● WHAT TO PRODUCE: Quote only the lines from the one containing "Practice step: identify the foreground" through the final line, both included, and omit the pictures.
BEGIN INFORMATION GIVEN
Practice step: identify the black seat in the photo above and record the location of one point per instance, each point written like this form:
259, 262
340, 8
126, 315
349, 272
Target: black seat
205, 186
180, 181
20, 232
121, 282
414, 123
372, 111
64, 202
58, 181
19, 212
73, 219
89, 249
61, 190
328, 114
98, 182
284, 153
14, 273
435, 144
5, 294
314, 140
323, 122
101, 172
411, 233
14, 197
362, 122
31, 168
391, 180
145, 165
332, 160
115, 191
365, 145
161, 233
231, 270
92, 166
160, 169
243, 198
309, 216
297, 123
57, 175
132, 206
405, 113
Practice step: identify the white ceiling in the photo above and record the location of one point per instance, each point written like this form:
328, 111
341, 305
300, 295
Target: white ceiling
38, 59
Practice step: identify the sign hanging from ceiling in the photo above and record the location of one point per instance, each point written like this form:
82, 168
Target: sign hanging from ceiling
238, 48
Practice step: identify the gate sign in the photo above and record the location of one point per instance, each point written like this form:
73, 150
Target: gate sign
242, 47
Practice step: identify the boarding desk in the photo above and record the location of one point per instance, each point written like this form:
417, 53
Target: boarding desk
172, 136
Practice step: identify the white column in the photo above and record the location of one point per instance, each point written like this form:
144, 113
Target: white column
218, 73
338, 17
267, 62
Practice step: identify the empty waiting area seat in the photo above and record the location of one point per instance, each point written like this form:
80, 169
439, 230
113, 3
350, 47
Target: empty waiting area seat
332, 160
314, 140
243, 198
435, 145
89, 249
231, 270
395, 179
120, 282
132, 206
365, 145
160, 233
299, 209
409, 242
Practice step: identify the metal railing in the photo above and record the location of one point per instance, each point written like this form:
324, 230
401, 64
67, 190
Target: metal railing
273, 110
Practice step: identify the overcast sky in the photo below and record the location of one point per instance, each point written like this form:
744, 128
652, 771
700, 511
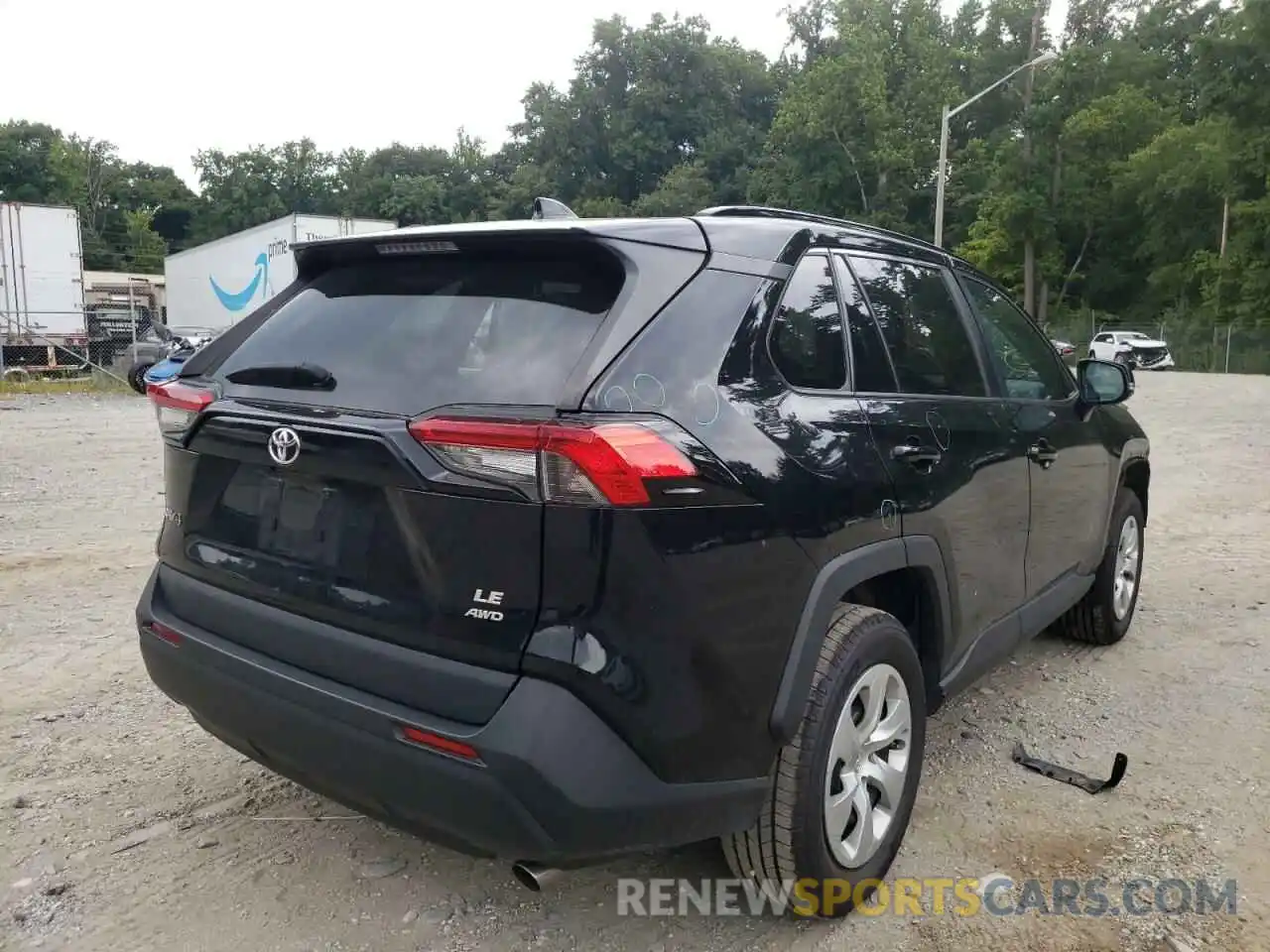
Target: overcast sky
162, 79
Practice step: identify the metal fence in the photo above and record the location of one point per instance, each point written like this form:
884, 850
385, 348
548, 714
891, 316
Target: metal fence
33, 349
1206, 348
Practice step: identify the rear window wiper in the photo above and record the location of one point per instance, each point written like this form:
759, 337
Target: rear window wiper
287, 376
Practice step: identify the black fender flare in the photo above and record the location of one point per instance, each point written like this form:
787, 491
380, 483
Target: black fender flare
1135, 452
834, 580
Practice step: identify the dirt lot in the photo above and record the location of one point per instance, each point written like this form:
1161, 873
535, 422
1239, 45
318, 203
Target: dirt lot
123, 826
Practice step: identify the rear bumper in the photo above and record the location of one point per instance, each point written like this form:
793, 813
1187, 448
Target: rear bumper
556, 784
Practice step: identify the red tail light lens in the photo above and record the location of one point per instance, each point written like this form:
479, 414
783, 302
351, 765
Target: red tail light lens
604, 463
439, 743
177, 405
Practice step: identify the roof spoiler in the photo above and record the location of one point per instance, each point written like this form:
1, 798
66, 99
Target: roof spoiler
552, 208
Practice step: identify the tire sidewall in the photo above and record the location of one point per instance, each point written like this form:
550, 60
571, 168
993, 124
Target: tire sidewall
136, 377
885, 643
1127, 506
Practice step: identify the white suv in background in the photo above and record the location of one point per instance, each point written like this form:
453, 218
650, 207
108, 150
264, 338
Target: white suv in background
1129, 347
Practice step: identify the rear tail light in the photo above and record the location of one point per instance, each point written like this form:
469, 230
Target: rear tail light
177, 405
595, 463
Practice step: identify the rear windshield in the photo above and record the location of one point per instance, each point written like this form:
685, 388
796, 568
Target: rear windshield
405, 334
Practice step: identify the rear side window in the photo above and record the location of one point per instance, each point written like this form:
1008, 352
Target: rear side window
807, 341
405, 334
870, 367
929, 343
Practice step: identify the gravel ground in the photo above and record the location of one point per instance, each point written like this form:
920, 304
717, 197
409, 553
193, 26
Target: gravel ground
125, 828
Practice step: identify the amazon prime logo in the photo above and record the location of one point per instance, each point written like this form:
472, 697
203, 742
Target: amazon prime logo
284, 445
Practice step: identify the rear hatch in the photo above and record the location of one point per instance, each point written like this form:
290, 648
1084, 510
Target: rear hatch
304, 483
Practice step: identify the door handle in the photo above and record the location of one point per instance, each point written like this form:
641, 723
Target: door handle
916, 454
1043, 452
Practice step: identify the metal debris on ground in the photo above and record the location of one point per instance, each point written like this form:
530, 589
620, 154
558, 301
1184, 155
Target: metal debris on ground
1089, 784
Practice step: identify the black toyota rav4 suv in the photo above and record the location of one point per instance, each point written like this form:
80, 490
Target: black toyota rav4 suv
559, 538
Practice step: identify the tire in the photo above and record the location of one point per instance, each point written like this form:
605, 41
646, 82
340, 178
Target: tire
789, 842
1097, 619
136, 377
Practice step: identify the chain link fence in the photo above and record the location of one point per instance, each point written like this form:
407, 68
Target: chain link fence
31, 350
1206, 348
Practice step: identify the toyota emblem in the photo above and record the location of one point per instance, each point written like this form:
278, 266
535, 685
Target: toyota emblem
284, 445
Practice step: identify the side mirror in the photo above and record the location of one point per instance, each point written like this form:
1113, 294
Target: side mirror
1103, 382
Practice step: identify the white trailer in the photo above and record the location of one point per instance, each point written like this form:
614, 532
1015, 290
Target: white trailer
214, 285
41, 275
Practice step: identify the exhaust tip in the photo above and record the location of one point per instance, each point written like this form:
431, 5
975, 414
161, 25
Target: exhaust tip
534, 876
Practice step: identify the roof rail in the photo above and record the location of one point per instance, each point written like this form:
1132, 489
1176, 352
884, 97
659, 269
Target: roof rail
758, 211
552, 208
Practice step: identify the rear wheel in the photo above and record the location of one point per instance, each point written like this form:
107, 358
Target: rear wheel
137, 377
1103, 616
843, 788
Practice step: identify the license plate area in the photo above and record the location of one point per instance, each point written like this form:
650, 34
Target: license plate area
302, 520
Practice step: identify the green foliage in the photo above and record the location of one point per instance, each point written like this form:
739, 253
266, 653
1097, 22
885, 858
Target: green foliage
1115, 167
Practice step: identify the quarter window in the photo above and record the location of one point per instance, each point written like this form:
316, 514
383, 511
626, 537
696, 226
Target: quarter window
930, 347
807, 341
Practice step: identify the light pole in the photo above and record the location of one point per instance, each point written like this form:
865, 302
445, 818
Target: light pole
1043, 60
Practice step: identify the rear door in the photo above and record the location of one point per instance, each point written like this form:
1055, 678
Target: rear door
1069, 466
307, 485
948, 443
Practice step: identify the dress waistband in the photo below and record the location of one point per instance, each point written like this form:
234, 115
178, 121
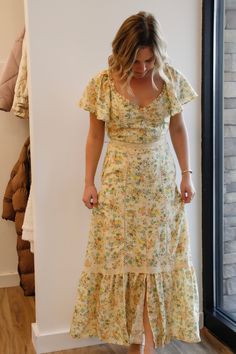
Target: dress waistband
141, 146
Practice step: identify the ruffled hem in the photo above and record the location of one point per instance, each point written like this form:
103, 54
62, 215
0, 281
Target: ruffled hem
110, 307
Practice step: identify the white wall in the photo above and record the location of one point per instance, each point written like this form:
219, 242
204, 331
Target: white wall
13, 132
68, 43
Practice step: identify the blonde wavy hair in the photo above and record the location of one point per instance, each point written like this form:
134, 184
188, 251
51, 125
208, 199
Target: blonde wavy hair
136, 32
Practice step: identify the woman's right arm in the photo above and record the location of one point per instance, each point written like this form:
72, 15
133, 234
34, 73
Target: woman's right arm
94, 145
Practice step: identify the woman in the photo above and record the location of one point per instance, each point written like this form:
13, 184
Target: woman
138, 282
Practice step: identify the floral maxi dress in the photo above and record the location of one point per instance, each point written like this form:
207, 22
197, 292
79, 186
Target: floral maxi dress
138, 236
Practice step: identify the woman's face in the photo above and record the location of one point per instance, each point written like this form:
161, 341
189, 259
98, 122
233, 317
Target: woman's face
144, 62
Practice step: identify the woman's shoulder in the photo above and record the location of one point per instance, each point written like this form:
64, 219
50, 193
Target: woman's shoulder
172, 72
100, 76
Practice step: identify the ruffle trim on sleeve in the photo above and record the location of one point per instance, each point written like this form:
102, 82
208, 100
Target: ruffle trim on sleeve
96, 97
180, 91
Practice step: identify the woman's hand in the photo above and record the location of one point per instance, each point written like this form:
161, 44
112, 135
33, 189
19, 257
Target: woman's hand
90, 197
187, 189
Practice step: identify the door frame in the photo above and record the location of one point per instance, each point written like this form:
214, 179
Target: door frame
213, 171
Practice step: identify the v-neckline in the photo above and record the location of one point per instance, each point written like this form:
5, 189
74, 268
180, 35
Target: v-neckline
133, 103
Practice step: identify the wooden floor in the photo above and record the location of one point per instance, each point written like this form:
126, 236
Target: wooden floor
17, 312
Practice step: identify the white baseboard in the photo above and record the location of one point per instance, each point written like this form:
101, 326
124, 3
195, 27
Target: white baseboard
8, 280
52, 342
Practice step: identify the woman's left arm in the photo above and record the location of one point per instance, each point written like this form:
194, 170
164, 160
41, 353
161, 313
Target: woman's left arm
179, 138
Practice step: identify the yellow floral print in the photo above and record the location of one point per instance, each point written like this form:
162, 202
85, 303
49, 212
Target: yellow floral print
139, 232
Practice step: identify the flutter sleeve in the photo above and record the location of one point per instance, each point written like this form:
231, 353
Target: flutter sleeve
96, 96
180, 90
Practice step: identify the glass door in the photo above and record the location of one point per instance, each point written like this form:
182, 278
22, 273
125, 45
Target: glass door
219, 168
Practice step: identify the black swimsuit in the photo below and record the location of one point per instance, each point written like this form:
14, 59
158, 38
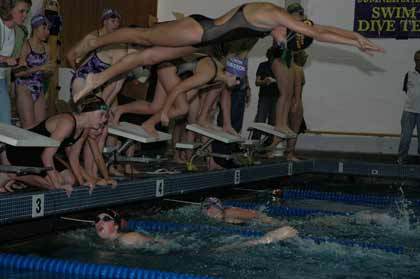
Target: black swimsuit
190, 67
31, 156
237, 27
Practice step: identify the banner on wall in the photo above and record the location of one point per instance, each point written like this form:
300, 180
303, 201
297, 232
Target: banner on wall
398, 19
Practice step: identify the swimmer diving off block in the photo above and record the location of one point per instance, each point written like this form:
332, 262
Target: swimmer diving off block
136, 133
268, 129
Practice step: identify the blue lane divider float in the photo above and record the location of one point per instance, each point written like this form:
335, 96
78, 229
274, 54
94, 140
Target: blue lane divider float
346, 198
285, 211
166, 227
103, 271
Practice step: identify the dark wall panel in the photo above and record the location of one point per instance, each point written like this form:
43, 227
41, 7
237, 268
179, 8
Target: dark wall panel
83, 16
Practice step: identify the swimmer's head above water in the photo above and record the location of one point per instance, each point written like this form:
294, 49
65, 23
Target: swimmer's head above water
212, 207
107, 224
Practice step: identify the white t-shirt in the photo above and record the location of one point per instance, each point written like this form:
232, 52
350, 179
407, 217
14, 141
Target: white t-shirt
412, 103
7, 44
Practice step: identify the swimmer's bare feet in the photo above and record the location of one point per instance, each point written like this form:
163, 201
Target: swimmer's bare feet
91, 83
6, 185
279, 234
107, 182
274, 144
205, 124
68, 188
115, 115
131, 170
164, 118
150, 130
178, 157
292, 157
78, 52
114, 171
230, 130
286, 131
212, 165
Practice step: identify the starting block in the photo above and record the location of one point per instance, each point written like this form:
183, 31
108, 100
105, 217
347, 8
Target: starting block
133, 133
268, 129
16, 136
202, 149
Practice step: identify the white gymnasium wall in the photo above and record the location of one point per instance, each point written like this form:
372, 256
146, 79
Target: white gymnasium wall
347, 90
215, 8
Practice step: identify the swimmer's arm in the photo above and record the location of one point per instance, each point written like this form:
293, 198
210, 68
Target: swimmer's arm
233, 221
111, 91
322, 34
195, 81
276, 235
22, 61
136, 239
99, 160
73, 154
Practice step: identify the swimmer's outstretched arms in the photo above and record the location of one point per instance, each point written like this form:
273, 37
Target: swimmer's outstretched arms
279, 234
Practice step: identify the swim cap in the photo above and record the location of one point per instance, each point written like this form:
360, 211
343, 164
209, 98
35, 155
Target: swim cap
38, 21
91, 103
110, 13
114, 214
298, 41
295, 8
237, 66
140, 73
211, 202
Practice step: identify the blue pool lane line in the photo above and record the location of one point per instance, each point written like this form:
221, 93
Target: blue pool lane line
167, 227
103, 271
346, 198
285, 211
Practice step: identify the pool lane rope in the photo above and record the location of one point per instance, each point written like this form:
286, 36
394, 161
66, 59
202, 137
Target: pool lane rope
277, 210
346, 198
169, 227
85, 270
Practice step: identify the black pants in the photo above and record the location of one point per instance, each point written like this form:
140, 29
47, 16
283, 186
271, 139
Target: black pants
238, 103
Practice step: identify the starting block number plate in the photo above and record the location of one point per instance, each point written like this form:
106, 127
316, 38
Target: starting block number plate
160, 188
237, 177
38, 204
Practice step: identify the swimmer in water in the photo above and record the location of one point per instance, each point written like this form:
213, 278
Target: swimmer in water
109, 223
213, 208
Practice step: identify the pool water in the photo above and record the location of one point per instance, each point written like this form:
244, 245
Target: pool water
195, 252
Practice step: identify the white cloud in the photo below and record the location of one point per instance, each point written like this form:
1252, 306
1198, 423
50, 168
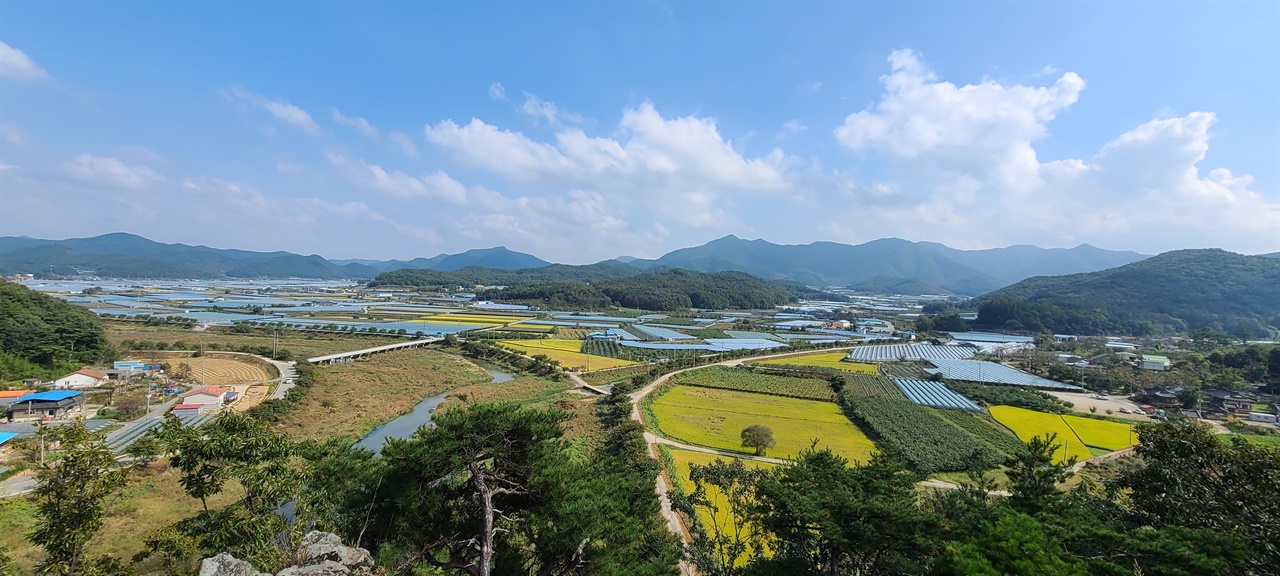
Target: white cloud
791, 128
433, 186
104, 170
12, 133
360, 124
279, 109
680, 168
543, 110
963, 170
14, 64
403, 144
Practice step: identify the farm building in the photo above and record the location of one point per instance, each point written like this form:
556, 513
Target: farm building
992, 373
209, 397
4, 442
1229, 401
1153, 362
46, 405
7, 397
83, 378
188, 410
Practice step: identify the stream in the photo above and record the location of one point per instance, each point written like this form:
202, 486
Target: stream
405, 425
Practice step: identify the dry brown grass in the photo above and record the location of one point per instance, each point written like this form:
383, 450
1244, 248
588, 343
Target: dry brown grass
302, 346
214, 371
152, 499
347, 401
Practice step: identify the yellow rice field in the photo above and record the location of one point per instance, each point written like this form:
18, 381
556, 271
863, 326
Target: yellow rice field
831, 360
722, 517
1029, 424
567, 352
716, 417
1102, 433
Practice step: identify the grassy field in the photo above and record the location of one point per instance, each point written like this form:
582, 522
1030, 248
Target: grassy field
831, 360
716, 419
214, 371
152, 499
1028, 424
302, 346
1102, 433
682, 458
746, 380
350, 400
567, 352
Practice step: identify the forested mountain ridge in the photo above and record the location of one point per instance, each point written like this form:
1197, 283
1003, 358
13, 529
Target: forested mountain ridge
1176, 291
883, 265
667, 291
41, 336
120, 255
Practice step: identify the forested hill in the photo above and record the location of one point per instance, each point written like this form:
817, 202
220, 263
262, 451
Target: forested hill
41, 336
476, 275
1173, 292
670, 289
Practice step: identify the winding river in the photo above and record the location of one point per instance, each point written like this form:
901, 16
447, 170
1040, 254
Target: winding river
407, 424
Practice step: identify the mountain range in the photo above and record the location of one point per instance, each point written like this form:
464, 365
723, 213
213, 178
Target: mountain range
883, 265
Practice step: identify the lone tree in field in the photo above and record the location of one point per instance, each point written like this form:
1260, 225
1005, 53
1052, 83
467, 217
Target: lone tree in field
758, 437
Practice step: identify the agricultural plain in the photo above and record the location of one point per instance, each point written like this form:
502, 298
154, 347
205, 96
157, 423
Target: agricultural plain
746, 380
722, 517
832, 360
1029, 424
1102, 433
567, 352
350, 400
716, 419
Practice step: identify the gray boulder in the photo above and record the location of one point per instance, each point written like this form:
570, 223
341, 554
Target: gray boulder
225, 565
318, 547
320, 568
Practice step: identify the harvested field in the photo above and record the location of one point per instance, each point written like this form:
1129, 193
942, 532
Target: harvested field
567, 352
716, 419
251, 397
347, 401
831, 360
300, 344
215, 371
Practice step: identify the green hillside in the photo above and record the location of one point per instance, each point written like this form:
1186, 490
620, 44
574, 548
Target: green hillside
1173, 292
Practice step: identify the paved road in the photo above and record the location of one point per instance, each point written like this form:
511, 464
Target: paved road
288, 374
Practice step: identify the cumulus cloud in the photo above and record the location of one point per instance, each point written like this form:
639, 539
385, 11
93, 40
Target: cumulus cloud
680, 167
282, 110
14, 64
432, 186
403, 144
542, 110
104, 170
964, 170
360, 124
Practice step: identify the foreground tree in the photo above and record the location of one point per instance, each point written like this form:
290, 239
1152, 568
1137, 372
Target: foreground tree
758, 437
72, 497
465, 472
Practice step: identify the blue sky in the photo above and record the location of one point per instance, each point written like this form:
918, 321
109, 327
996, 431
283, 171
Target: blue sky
584, 131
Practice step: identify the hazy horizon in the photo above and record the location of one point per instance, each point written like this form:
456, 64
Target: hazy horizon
579, 133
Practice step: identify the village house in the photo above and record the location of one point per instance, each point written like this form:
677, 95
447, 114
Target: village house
1229, 401
1152, 362
46, 405
83, 378
210, 397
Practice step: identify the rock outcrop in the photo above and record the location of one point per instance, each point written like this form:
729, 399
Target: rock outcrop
319, 554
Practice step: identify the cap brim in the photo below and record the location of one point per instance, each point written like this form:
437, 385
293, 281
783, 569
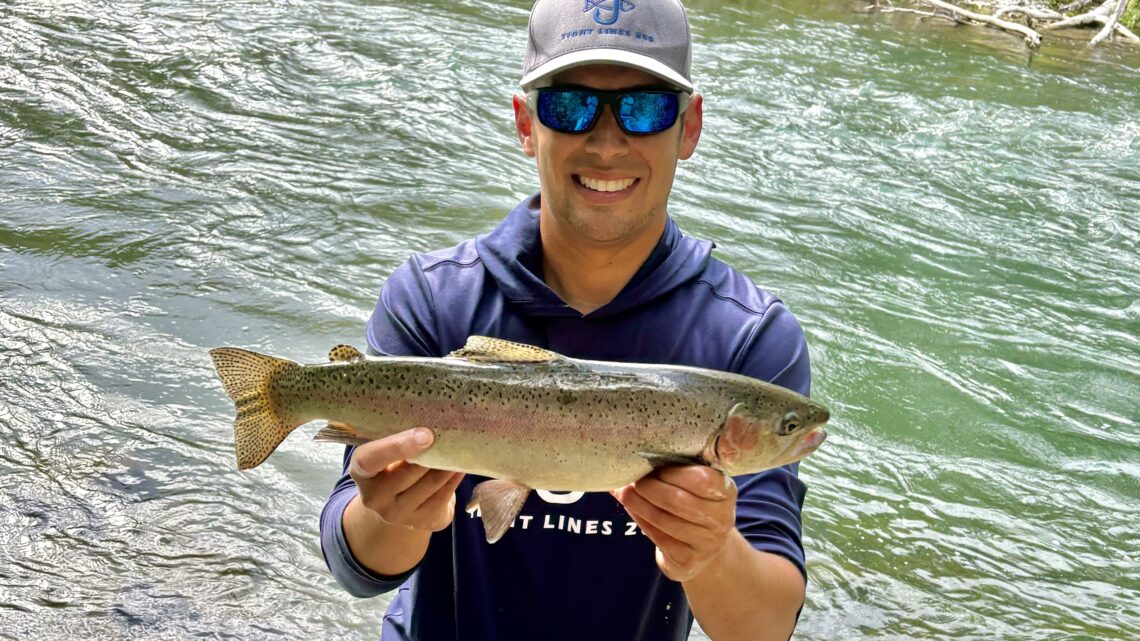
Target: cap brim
607, 57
END INFORMATION GIVEN
● RESPONSE TO THIS EXERCISE:
Practice step: identify the foreground tree in the photo above and record the location of one point per instance, each point written like this form:
290, 239
1152, 568
1137, 372
Target: foreground tree
758, 437
72, 497
465, 472
Practice step: identify the blue sky in the photo above and record the location of one point per instance, each point written like this form:
918, 321
109, 327
996, 431
283, 171
Target: blue sky
584, 131
Practice step: identify the hazy horizon in the photo above and record the location of one point per instance, each point written like this form:
456, 64
Target: hazy horizon
579, 133
Practice step: identify the village house in the photo above and record the location of one point per instance, each point written like this form:
677, 95
447, 114
Target: village house
1229, 401
1152, 362
46, 405
83, 378
210, 397
Practice step: identify the rock outcrop in the photo above and record the location of one point per instance, each point written like this form:
729, 399
Target: rock outcrop
319, 554
Practice step: identify the cap brim in the photo below and record the location of one point per instance, each point written like this form:
437, 385
293, 281
783, 569
Target: cap brim
607, 57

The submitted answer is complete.